Document passage:
It's actually Tuesday but his parents won't be in on that day unfortunately so they're brining it forward one day. His Mum gets in at 6:30pm so we want to keep it as an all of the family and friend thing present wise.


----------



## EnglishLion (Oct 21, 2007)

I've got a Cube style case with the same mobo in as a LAN box and I use the Zalman 7700 CPU Cooler, you might consider that.  It fits great in mine - although I went super cheap on my CPU choice and picked bottom of the range Celeron and then see how far I could push it (that'll be 4.2Ghz max then!).

I went red on the lighting too - kinda makes sense with that mobo.


----------



## theonetruewill (Oct 23, 2007)

EnglishLion said:


> I've got a Cube style case with the same mobo in as a LAN box and I use the Zalman 7700 CPU Cooler, you might consider that.  It fits great in mine - although I went super cheap on my CPU choice and picked bottom of the range Celeron and then see how far I could push it (that'll be 4.2Ghz max then!).
> 
> I went red on the lighting too - kinda makes sense with that mobo.



The Red looks awesome. Me and Dizzy played Supreme Commander and Company of Heroes today on a LAN. Him on his GTX X6800 (The Beast) rig and me on the GTS Lanbox (Hell-Raiser). It was awesome, and it didn't get shown up by the bigger machine either. Hell-Raiser as I named it, is supremely fast, and didn't have any problems playing a 40x40 match on SupCom with nearly all 5 player's on the max 1000 unit limit. Both really pleased with the end result. And at lower resolutions and when the gfx is overclocked I would speculate that it could even beat the Beast rig. I'll get Dizzy to post pics ASAP.


----------

Written exercise a:
Can you write out the part of the forum thread that begins at the words "The Red looks" and stops after "post pics ASAP."?

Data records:
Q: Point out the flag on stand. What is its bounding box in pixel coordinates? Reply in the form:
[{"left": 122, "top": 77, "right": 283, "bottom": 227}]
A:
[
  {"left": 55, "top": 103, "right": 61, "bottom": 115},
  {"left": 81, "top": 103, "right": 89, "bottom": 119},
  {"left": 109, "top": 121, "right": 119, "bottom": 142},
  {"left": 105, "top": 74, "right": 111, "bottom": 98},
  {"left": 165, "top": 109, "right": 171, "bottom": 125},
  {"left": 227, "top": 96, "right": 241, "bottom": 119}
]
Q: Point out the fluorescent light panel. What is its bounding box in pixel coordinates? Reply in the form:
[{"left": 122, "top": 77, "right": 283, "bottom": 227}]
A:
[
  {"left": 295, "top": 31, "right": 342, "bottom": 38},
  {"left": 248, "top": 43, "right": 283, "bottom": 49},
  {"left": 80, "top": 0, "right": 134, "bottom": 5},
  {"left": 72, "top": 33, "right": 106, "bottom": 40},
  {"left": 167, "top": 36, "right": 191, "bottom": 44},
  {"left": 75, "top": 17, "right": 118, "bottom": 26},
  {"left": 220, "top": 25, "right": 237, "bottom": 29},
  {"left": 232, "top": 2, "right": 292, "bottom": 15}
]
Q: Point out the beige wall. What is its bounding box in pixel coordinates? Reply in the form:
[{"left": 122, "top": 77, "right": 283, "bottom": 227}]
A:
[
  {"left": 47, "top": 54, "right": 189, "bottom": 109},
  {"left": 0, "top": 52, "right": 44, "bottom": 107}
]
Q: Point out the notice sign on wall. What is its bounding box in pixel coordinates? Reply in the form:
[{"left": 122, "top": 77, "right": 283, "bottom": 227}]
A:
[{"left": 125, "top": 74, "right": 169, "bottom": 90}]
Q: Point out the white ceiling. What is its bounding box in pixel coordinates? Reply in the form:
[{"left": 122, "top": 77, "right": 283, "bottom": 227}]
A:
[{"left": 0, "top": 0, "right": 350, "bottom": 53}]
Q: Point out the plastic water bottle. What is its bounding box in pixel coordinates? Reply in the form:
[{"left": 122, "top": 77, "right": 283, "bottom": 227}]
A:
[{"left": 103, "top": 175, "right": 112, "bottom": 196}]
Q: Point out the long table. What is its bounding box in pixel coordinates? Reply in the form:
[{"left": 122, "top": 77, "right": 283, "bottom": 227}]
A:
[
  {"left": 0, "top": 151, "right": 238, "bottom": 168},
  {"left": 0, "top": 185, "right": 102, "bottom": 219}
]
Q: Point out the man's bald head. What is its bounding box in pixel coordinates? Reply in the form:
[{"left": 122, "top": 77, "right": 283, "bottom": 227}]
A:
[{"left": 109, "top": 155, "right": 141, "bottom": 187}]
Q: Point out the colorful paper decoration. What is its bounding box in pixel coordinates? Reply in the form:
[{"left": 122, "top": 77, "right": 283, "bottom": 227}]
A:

Written exercise b:
Could you swap "table" for "counter" in the rows, beginning at the line that has "Q: Point out the long" and stopping after the last line of the rows, and give back only those lines with nothing else changed?

Task solution a:
The Red looks awesome. Me and Dizzy played Supreme Commander and Company of Heroes today on a LAN. Him on his GTX X6800 (The Beast) rig and me on the GTS Lanbox (Hell-Raiser). It was awesome, and it didn't get shown up by the bigger machine either. Hell-Raiser as I named it, is supremely fast, and didn't have any problems playing a 40x40 match on SupCom with nearly all 5 player's on the max 1000 unit limit. Both really pleased with the end result. And at lower resolutions and when the gfx is overclocked I would speculate that it could even beat the Beast rig. I'll get Dizzy to post pics ASAP.

Task solution b:
Q: Point out the long counter. What is its bounding box in pixel coordinates? Reply in the form:
[{"left": 122, "top": 77, "right": 283, "bottom": 227}]
A:
[
  {"left": 0, "top": 151, "right": 238, "bottom": 168},
  {"left": 0, "top": 185, "right": 102, "bottom": 219}
]
Q: Point out the man's bald head. What is its bounding box in pixel coordinates? Reply in the form:
[{"left": 122, "top": 77, "right": 283, "bottom": 227}]
A:
[{"left": 109, "top": 155, "right": 141, "bottom": 187}]
Q: Point out the colorful paper decoration. What is its bounding box in pixel coordinates? Reply in the form:
[{"left": 122, "top": 77, "right": 283, "bottom": 227}]
A:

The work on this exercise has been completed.